• **Text section**
☆ ☆ ☆ ☆ ☆

Here are some of the high points, important statements eloquently articulated:

The problematic section concerns the acceptance of the two-state solution. (By the way, I predicted that Netanyahu would accept this goal at his meeting with Obama on May 18; turns out, I was off by four weeks.) In the key passage of today's speech, Netanyahu stated:

If we receive [a] guarantee regarding demilitarization and Israel's security needs, and if the Palestinians recognize Israel as the State of the Jewish people, then we will be ready in a future peace agreement to reach a solution where a demilitarized Palestinian state exists alongside the Jewish state.

While I personally have given up on the two-state solution, I also do accept that it could work in theory. But Netanyahu does not lay down enough conditions for that theoretical moment. All he requires is a formalistic guarantee and recognition, which the years of Israeli-Palestinian diplomacy should have established as inadequate. In addition, the Israeli government should also require, at the least:

  1. A complete overhaul of messages coming from textbooks, classrooms, media, sermons, political rhetoric, and the other areas of public Palestinian discourse, eliminating the anti-Semitism, the anti-Zionism, and the incitement while condemning terrorism and other acts of "resistance" (muqawama).

☆ ☆ ☆ ☆ ☆

Continue the commentary above on Netanyahu's acceptance of a two-state solution, picking up right after its last sentence.

Dataset records
☆ ☆ ☆ ☆ ☆

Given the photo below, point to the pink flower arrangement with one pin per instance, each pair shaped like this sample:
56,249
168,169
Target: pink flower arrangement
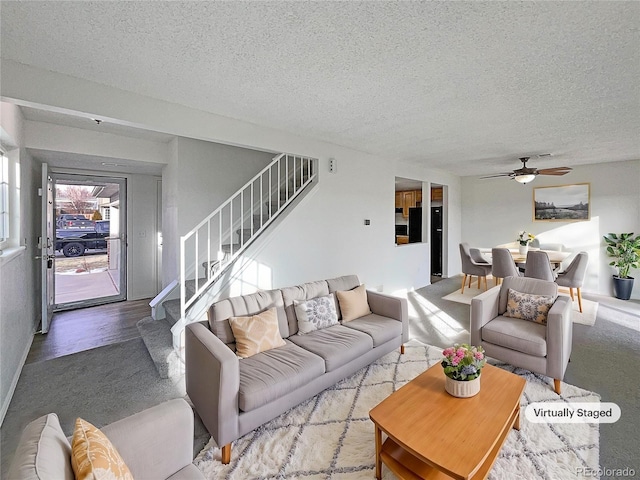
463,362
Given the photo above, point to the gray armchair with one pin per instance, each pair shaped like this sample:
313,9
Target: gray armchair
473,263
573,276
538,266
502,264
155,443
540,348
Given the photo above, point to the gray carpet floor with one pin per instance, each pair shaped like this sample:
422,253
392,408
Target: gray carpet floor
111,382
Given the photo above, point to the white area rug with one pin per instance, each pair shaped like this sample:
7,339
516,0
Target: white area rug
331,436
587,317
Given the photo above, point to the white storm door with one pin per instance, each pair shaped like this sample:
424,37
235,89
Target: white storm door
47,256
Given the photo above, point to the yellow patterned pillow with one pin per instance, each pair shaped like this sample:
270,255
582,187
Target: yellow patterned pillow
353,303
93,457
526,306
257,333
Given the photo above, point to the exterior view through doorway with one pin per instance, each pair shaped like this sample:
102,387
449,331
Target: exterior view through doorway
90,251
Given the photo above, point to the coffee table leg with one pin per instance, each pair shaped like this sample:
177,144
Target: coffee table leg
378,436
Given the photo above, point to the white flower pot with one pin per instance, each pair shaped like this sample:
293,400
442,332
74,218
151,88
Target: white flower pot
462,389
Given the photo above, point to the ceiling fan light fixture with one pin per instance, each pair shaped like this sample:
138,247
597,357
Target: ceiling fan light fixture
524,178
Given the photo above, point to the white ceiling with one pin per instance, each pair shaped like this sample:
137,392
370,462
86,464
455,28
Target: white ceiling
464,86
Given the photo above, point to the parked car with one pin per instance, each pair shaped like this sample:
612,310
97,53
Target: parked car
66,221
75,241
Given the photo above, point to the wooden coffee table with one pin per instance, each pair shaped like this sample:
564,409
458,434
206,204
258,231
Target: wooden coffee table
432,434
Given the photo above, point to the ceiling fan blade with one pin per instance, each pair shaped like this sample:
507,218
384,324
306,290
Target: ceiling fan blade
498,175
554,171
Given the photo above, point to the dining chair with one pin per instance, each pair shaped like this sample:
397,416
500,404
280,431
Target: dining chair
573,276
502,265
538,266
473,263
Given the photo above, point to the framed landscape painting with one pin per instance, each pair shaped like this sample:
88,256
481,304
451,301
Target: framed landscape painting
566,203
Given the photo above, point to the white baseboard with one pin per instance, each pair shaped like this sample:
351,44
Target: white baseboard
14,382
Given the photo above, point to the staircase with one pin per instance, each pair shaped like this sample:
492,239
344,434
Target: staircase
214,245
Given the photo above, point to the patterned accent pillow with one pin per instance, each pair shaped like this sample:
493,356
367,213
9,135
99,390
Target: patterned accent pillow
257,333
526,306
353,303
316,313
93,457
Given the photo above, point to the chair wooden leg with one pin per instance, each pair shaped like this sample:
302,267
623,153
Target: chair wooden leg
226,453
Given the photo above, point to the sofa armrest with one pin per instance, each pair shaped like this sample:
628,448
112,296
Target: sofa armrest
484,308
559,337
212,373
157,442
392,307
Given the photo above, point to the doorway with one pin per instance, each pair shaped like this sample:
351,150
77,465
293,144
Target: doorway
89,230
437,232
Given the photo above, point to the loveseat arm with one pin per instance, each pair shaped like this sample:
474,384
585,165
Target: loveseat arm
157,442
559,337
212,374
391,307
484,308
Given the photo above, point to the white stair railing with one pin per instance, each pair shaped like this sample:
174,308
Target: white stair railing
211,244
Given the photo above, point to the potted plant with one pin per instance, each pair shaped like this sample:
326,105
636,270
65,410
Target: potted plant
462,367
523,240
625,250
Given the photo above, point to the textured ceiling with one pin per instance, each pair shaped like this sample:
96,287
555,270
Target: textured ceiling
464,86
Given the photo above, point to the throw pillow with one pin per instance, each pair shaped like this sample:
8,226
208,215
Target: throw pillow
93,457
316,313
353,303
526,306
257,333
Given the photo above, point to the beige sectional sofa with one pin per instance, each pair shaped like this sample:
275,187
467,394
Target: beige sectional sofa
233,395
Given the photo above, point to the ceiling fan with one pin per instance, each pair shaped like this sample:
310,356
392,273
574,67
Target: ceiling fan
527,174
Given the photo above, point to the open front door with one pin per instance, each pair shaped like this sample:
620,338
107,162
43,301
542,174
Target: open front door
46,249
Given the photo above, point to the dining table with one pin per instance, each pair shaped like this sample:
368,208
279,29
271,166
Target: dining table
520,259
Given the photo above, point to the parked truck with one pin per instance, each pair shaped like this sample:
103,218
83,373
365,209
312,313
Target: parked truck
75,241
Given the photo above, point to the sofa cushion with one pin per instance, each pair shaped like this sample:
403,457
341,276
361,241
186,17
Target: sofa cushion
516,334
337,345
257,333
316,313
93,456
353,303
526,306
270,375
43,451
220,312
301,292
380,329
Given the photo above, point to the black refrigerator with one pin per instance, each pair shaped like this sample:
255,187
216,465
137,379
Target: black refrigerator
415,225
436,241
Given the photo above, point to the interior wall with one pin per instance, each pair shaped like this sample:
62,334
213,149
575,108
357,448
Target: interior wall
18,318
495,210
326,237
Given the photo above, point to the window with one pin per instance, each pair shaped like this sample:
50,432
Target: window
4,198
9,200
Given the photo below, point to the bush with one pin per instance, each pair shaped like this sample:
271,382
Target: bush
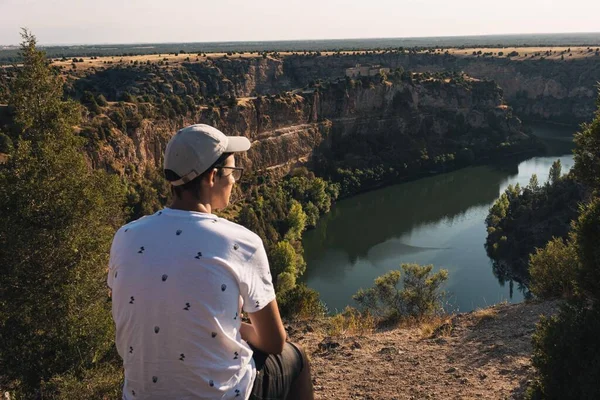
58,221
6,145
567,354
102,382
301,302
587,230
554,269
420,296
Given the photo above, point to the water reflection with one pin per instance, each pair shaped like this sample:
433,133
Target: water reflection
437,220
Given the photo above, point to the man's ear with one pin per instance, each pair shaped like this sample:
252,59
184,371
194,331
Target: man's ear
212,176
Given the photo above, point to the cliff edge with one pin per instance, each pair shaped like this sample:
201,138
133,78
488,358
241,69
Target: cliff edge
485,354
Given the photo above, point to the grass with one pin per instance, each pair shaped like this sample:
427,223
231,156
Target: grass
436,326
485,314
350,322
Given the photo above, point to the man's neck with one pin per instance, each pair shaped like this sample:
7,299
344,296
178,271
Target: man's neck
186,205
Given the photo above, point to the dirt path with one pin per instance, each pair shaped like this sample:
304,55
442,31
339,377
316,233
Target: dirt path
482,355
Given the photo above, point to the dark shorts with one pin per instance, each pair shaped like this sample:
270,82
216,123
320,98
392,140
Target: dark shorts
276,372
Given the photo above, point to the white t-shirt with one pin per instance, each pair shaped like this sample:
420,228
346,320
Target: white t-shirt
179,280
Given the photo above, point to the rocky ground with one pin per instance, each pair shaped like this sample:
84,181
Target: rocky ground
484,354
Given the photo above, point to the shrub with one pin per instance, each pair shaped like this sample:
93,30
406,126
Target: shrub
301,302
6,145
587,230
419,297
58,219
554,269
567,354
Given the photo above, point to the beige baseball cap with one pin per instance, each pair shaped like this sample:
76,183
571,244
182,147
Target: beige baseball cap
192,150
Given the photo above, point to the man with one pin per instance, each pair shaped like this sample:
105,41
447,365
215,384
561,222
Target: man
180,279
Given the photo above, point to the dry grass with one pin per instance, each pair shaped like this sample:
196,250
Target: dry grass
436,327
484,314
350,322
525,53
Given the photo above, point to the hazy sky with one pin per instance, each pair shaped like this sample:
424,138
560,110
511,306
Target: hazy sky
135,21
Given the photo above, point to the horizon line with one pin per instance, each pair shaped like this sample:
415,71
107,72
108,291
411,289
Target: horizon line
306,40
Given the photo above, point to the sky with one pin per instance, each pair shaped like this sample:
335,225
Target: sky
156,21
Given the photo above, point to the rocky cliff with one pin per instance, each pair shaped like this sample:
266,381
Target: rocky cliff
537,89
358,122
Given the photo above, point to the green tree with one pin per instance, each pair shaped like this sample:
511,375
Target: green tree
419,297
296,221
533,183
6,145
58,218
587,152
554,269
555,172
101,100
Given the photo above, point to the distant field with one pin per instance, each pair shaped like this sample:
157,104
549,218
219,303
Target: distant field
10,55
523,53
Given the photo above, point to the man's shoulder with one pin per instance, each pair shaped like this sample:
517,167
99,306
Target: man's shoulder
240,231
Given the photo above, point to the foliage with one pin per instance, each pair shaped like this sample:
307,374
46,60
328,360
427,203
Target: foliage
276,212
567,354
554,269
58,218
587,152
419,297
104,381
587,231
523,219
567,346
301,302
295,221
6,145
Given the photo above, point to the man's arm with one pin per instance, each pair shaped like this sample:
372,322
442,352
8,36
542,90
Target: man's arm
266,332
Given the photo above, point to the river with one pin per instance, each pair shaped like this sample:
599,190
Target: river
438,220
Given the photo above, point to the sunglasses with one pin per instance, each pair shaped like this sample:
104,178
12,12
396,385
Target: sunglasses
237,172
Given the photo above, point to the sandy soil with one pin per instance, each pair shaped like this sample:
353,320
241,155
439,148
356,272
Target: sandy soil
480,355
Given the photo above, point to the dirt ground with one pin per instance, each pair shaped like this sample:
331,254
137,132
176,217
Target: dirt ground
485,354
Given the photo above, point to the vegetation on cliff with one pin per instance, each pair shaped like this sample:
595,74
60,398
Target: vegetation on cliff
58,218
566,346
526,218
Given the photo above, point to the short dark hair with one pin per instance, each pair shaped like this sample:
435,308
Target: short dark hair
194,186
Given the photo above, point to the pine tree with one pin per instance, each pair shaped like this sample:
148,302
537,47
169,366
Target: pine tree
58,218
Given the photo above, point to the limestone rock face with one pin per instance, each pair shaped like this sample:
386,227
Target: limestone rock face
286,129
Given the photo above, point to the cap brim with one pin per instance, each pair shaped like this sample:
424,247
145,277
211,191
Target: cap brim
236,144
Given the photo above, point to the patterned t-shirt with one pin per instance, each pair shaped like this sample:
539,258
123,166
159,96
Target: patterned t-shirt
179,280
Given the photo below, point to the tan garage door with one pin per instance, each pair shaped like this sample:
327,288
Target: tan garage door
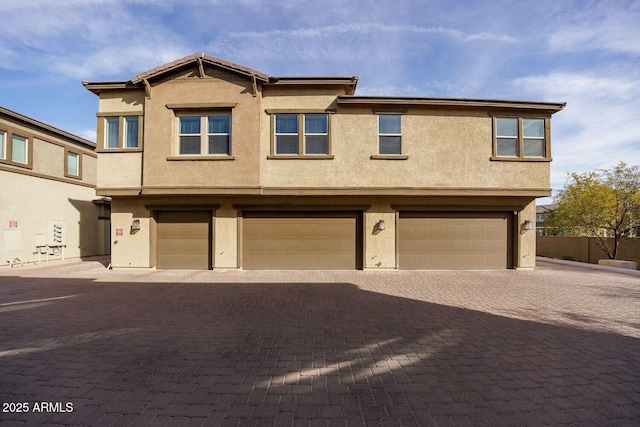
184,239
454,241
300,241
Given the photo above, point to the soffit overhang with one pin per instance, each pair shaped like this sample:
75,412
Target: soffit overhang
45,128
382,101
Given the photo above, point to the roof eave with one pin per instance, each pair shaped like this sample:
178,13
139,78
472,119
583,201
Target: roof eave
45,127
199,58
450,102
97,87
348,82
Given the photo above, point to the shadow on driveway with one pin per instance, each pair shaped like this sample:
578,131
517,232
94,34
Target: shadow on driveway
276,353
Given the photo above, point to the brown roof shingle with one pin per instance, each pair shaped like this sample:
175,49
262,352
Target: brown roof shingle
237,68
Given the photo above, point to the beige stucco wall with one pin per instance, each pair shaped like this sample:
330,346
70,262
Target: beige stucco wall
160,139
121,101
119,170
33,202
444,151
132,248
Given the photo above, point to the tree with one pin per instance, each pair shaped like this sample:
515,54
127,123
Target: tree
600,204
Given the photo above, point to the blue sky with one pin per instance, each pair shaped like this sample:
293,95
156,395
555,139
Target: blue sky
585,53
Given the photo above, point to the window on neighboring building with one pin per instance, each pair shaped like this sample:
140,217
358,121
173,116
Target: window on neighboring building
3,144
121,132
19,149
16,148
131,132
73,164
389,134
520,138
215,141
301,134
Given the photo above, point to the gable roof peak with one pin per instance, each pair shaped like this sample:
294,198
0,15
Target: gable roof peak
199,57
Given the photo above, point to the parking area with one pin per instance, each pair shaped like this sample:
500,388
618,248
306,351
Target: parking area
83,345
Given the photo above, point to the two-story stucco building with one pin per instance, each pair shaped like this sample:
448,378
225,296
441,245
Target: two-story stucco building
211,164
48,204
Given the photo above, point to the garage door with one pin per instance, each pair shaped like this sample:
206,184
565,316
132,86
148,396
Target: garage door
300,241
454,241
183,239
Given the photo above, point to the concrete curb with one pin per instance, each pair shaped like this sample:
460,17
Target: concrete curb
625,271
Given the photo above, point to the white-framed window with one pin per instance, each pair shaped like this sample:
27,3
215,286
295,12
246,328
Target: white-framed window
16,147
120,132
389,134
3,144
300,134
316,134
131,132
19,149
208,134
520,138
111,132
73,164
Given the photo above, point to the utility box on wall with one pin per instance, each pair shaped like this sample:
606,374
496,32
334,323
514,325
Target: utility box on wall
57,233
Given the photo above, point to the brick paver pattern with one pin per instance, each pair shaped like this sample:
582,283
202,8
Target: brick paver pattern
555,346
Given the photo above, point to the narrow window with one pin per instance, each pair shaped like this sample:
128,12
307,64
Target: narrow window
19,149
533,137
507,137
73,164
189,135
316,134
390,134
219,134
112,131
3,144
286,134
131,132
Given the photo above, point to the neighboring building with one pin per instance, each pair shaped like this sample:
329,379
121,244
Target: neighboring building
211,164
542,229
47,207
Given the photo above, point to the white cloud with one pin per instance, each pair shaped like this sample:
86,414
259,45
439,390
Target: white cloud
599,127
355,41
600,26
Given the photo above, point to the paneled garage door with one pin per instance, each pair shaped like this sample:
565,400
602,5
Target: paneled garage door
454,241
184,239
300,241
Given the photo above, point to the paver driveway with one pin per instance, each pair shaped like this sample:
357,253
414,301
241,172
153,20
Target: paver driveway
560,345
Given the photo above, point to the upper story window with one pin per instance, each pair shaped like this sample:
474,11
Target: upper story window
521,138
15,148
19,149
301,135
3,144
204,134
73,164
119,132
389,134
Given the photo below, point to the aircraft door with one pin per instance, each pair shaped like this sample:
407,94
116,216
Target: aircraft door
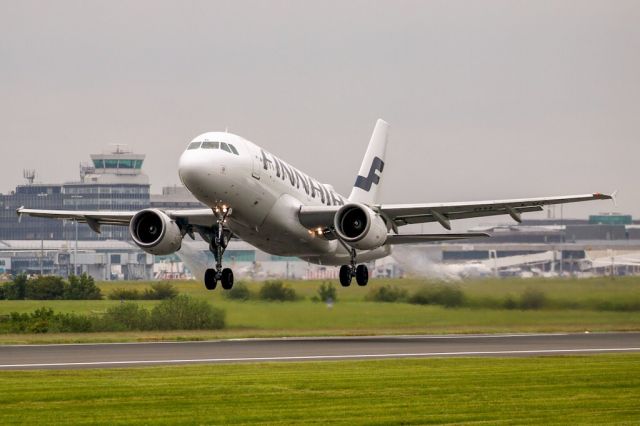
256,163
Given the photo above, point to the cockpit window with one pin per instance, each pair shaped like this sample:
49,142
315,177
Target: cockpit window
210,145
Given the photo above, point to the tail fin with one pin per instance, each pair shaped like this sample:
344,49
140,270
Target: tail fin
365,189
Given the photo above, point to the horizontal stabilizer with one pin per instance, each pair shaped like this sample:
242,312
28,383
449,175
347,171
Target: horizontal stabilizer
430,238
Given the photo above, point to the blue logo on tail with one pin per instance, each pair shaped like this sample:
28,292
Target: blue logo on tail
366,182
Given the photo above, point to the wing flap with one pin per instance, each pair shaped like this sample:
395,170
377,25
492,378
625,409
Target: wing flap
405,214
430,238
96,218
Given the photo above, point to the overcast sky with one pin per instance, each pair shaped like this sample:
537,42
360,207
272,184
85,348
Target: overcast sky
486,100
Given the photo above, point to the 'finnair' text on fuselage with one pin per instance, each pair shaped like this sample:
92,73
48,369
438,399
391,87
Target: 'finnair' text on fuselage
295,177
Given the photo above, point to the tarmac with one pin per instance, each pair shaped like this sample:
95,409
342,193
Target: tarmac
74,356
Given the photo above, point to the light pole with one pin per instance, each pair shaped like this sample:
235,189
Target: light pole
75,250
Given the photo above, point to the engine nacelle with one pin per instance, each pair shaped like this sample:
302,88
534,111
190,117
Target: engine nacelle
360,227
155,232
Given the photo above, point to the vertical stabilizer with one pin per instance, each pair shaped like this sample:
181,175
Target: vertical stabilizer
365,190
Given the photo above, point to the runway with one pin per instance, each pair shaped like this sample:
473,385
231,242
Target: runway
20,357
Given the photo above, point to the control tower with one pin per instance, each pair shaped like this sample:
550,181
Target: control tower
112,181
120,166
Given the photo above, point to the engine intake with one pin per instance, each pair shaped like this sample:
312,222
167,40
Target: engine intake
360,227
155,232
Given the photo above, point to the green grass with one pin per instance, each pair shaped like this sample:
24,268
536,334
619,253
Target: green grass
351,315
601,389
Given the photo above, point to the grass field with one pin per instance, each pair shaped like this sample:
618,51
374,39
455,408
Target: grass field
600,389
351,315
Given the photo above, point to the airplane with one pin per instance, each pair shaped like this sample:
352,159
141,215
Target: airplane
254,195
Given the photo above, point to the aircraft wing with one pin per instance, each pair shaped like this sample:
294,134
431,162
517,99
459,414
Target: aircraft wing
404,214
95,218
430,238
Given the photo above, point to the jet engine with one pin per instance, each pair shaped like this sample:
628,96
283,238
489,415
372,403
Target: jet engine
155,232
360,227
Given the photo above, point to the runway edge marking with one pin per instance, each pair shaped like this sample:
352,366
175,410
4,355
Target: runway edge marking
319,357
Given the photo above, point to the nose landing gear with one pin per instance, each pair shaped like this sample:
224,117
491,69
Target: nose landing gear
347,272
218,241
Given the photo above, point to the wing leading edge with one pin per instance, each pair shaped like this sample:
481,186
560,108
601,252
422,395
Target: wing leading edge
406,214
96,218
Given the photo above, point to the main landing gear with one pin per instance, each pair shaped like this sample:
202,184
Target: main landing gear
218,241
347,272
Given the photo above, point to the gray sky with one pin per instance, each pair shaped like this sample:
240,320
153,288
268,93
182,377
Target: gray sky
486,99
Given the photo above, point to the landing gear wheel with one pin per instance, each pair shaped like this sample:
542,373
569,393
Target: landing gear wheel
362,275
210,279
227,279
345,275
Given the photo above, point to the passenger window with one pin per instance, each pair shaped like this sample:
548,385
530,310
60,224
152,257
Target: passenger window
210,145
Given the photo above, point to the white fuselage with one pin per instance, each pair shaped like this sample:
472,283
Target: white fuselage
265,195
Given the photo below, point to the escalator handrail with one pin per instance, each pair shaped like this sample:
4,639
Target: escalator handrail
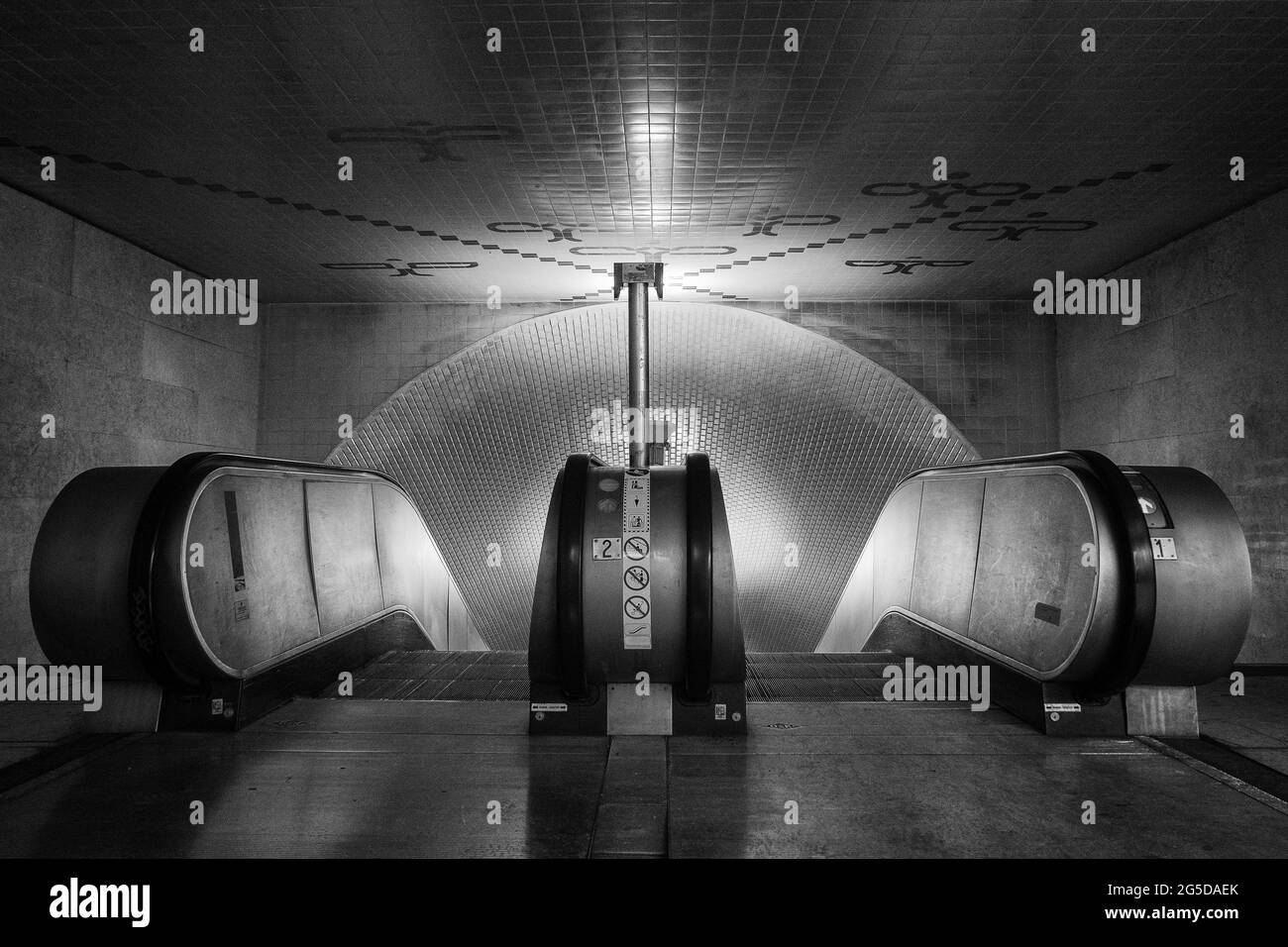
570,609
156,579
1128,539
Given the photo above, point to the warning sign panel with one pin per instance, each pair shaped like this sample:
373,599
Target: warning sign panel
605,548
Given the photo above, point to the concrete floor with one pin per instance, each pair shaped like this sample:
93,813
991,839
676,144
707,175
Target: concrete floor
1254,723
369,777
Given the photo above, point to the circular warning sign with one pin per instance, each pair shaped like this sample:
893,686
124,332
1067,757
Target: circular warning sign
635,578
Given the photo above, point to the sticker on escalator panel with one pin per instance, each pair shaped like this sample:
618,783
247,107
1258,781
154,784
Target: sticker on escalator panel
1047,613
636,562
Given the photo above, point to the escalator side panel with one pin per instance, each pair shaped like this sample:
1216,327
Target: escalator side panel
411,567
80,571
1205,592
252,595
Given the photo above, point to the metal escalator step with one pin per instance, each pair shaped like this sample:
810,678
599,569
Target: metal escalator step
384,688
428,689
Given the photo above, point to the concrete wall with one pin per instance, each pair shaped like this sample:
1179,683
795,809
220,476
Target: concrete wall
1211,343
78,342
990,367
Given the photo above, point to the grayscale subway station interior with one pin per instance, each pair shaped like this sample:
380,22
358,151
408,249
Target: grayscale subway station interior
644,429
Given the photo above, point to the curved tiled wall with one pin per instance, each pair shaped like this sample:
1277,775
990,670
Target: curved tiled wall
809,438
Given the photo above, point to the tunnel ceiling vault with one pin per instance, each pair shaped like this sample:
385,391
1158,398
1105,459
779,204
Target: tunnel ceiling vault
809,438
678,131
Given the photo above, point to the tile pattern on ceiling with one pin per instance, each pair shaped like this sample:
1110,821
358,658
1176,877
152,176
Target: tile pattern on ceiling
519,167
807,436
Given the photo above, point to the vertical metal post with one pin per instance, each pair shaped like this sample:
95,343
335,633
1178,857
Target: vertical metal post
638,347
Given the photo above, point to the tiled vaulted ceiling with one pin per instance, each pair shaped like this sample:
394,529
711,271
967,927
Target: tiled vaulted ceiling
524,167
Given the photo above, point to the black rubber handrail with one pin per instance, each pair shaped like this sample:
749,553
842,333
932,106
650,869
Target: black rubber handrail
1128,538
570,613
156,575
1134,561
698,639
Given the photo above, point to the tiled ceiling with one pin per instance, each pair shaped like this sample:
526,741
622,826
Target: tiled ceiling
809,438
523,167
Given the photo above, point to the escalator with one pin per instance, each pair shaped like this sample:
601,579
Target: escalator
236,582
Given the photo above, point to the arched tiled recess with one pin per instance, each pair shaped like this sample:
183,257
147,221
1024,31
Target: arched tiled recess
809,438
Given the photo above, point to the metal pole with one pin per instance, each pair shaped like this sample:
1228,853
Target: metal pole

☆ ☆ ☆ ☆ ☆

• **Response**
  2. A protracted era in which Palestinians do not engage in violence against Israelis.

  3. Normal relations in such areas as trade, tourism, sports, and scholarly exchanges.

  4. A good-neighborly foreign policy.

To make matters worse, Netanyahu accepted the discredited 1990s premise of a "new Middle East" when he stated that "a strong Palestinian economy will strengthen peace." Have not the last fifteen years established that Palestinian wealth fuels the war machine?

Comment: In his first term as prime minister in 1996-99, Netanyahu established a record of weakness and I worried two months ago, as he was forming the present government, that "Neither his party's history, nor his own biography, nor his character, nor murmurs coming out of Israel suggest that he will keep his electoral promises." His speaking today of a "Palestinian state" constitutes the first major breach of those promises. Let us hope it is the last. (June 14, 2009)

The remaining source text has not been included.